- SUPPLIED DATA -
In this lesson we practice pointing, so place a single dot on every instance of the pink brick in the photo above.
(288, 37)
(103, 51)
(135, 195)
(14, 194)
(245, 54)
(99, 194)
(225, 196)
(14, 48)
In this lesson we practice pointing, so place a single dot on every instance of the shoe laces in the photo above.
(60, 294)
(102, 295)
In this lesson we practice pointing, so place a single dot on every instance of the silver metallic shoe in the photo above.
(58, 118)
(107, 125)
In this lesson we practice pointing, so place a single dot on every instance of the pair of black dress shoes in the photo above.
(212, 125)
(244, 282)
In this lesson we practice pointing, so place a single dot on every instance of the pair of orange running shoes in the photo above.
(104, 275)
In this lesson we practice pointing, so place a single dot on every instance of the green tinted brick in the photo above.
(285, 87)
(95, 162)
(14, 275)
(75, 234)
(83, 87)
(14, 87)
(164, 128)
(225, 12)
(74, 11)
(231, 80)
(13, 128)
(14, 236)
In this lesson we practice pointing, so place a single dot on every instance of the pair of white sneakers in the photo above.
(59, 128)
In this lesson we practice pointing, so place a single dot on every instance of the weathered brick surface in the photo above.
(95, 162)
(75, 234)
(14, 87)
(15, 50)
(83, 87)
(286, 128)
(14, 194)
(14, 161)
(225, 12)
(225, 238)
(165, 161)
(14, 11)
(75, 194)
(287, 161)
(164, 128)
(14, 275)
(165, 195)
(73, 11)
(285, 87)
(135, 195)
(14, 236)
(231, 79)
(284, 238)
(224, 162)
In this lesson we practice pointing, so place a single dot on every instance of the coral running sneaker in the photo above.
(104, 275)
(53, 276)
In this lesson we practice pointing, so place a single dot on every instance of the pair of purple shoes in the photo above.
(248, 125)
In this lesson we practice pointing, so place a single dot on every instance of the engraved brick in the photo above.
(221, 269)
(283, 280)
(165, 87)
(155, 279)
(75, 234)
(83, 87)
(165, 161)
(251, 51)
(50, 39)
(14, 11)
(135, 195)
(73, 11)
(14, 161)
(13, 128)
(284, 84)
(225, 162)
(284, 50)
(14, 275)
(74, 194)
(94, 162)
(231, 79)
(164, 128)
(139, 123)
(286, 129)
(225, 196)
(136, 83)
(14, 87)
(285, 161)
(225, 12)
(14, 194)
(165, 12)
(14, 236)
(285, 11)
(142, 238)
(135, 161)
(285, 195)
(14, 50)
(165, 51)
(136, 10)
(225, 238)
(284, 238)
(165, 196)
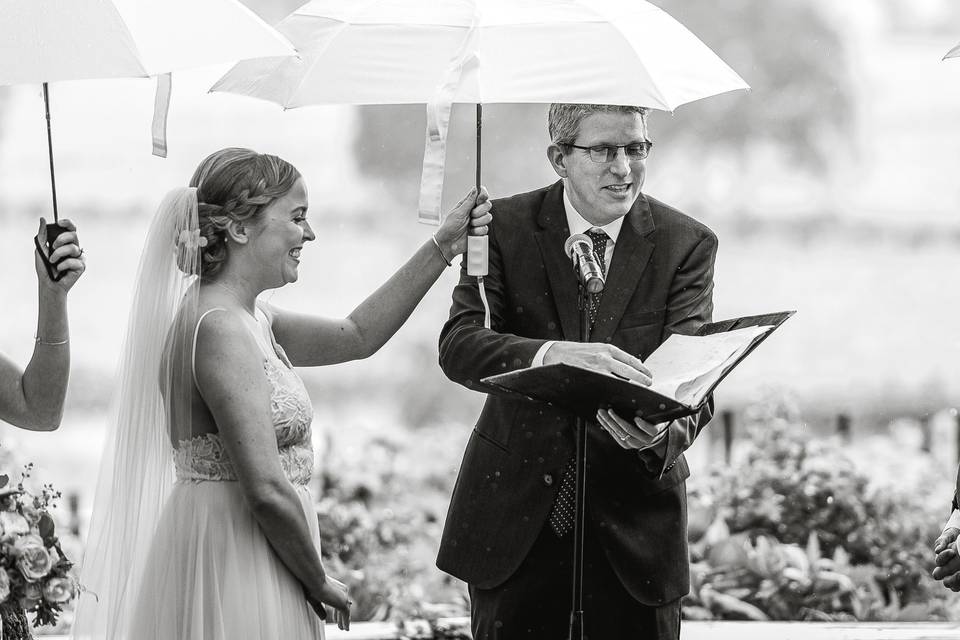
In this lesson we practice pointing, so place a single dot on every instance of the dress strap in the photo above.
(193, 349)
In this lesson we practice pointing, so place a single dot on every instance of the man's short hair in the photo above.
(564, 119)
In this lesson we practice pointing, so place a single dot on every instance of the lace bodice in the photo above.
(204, 457)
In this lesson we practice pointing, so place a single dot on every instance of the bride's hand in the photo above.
(335, 594)
(472, 211)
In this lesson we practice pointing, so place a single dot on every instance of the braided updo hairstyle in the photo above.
(235, 184)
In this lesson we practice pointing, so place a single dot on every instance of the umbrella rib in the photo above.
(303, 77)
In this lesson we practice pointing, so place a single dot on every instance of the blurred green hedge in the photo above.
(791, 531)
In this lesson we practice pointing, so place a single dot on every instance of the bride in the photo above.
(203, 526)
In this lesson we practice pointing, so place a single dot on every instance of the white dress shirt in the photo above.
(577, 224)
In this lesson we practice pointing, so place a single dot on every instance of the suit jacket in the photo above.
(660, 281)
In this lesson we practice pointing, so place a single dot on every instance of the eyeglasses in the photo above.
(607, 152)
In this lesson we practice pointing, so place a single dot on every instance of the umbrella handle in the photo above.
(477, 246)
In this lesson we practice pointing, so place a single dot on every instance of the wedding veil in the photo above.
(136, 472)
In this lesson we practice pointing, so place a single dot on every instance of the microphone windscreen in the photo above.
(575, 239)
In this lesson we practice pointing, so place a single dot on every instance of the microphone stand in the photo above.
(579, 511)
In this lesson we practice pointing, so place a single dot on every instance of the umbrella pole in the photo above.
(53, 179)
(479, 132)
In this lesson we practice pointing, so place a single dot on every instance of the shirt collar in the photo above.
(577, 224)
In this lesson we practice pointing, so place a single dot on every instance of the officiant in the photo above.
(508, 531)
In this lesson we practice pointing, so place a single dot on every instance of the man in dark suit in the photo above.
(508, 529)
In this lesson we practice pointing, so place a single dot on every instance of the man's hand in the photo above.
(948, 562)
(599, 357)
(639, 434)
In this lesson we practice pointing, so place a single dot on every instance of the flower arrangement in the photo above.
(34, 571)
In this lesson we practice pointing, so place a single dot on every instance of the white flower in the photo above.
(58, 590)
(32, 558)
(4, 585)
(12, 524)
(31, 595)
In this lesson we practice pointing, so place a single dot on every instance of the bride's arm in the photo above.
(231, 380)
(33, 398)
(311, 341)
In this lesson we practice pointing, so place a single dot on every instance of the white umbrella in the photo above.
(476, 51)
(45, 41)
(399, 51)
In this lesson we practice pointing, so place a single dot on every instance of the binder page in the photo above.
(688, 359)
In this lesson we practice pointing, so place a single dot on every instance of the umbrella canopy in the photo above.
(407, 51)
(400, 51)
(52, 40)
(44, 41)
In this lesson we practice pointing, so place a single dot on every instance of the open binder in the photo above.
(705, 359)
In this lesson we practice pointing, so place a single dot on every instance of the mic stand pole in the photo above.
(579, 512)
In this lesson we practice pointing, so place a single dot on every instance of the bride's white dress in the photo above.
(211, 574)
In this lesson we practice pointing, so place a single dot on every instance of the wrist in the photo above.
(50, 292)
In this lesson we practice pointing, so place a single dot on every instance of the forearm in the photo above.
(382, 314)
(44, 381)
(278, 511)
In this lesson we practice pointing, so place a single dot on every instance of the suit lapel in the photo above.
(563, 280)
(630, 257)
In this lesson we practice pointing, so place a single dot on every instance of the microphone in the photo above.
(579, 247)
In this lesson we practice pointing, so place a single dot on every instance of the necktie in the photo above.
(562, 514)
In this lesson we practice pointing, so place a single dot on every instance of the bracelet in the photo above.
(434, 238)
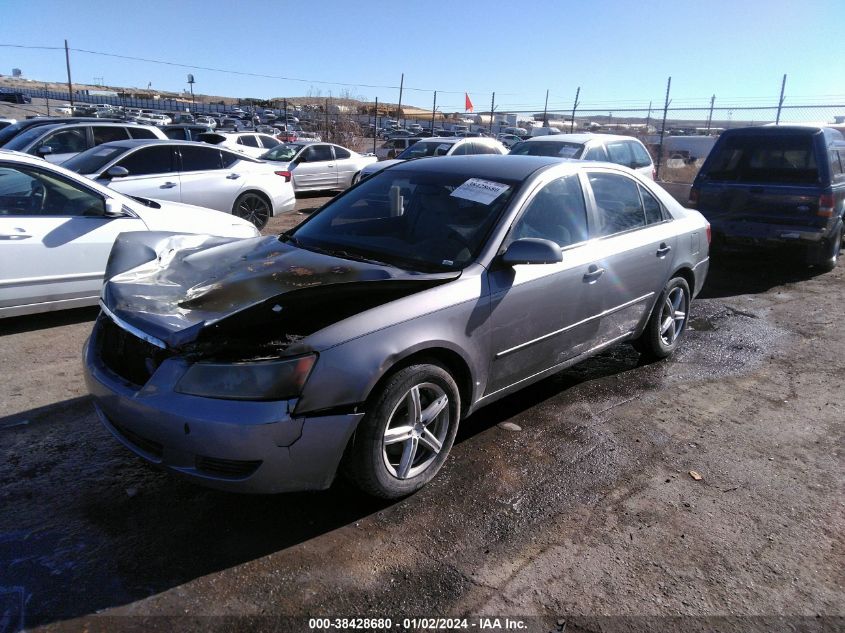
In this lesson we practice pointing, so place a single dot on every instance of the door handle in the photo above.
(593, 273)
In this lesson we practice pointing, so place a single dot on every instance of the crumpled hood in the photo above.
(172, 286)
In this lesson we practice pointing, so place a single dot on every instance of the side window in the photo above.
(596, 153)
(177, 134)
(620, 153)
(229, 159)
(199, 158)
(653, 208)
(268, 141)
(140, 132)
(641, 156)
(109, 134)
(66, 141)
(837, 169)
(461, 149)
(618, 204)
(29, 191)
(557, 213)
(148, 161)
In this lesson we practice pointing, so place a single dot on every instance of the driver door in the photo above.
(315, 168)
(54, 238)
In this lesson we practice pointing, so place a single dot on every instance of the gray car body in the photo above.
(496, 328)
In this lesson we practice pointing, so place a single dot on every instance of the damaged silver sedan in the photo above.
(358, 341)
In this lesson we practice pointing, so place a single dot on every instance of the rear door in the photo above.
(54, 238)
(210, 177)
(544, 314)
(635, 247)
(152, 174)
(315, 168)
(764, 179)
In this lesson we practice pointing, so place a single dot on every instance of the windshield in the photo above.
(284, 152)
(93, 160)
(425, 148)
(414, 220)
(558, 149)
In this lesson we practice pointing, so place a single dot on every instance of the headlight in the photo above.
(262, 380)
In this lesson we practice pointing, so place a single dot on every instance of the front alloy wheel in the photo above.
(252, 207)
(407, 433)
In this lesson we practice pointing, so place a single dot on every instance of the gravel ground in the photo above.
(584, 519)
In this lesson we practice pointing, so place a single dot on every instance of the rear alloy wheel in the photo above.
(667, 322)
(253, 207)
(830, 256)
(407, 433)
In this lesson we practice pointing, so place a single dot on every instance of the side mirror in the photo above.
(117, 172)
(531, 250)
(114, 209)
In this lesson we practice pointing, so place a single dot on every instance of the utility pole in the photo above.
(663, 129)
(546, 110)
(399, 107)
(69, 83)
(780, 101)
(710, 116)
(375, 127)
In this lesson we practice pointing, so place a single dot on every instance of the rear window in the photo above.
(786, 159)
(558, 149)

- EXERCISE DESCRIPTION -
Could you render the data from the line containing "utility pole in the photo above." through the end of the data, inclusive, as a two-column CSV with columns "source_text" and "answer"? Give each row one line of text and the coordinates that follow it, each value in a single quoted field, with any line breaks replaced by spaces.

- SOLUTION TO THE EXERCISE -
source_text,answer
"In this lesson we practice pointing, so place a single dot on every instance of the utility pole in the photo above.","(663, 129) (546, 110) (399, 107) (69, 83) (780, 101) (710, 116) (375, 127)"
"In this lesson we practice pointing, so place a single dot on every instance of the rear window in the photo above.","(786, 159) (558, 149)"